* [Given passage]
==================================================

How to use boost::fusion::transform on heterogeneous containers?

Question

Boost.org's example given for fusion::transform is as follows:

struct triple
{
    typedef int result_type;

    int operator()(int t) const
    {
        return t * 3;
    };
};
// ...
assert(transform(make_vector(1,2,3), triple()) == make_vector(3,6,9));

Yet I'm not "getting it." The vector in their example contains elements all of the same type, but a major point of using fusion is containers of heterogeneous types. What if they had used make_vector(1, 'a', "howdy") instead?

int operator()(int t)
would need to become
template<typename T> T& operator()(T& const t)

But how would I write the result_type? template<typename T> typedef T& result_type certainly isn't valid syntax, and it wouldn't make sense even if it was, because it's not tied to the function.

Answer 1

Usually, fusion::transform is used with a templated (or -as shown above- otherwise overloaded) function operator:

struct triple 
{ 
    template <typename Sig>
    struct result;

    template <typename This, typename T>
    struct result<This(T)>
    {
        typedef /*...figure out return type...*/ type;
    };

    template <typename T> 
    typename result<triple(T)>::type 
    operator()(T t) const 
    { 
        return 3*t;    // relies on existing operator*() for 'T'
    }
}; 

And, additional sources of information about Fusion are the examples and the test directory where you can find demonstrations of some of the techniques.

==================================================

* [Stored data]

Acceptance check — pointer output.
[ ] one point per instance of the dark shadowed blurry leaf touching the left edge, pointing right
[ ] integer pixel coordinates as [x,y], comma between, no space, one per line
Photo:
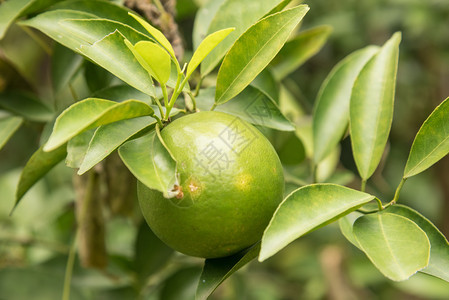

==================================================

* [Tasks for this exercise]
1) In the Boost Fusion thread, where does the answer say demonstrations of some Fusion techniques can be found?
2) Return, word for word, the part of the Boost Fusion thread that opens with the words containing "Yet I'm not" and closes with "operator()(T& const t)".

* [Expected responses]
1) In the examples and the test directory.

2)
Yet I'm not "getting it." The vector in their example contains elements all of the same type, but a major point of using fusion is containers of heterogeneous types. What if they had used make_vector(1, 'a', "howdy") instead?

int operator()(int t)
would need to become
template<typename T> T& operator()(T& const t)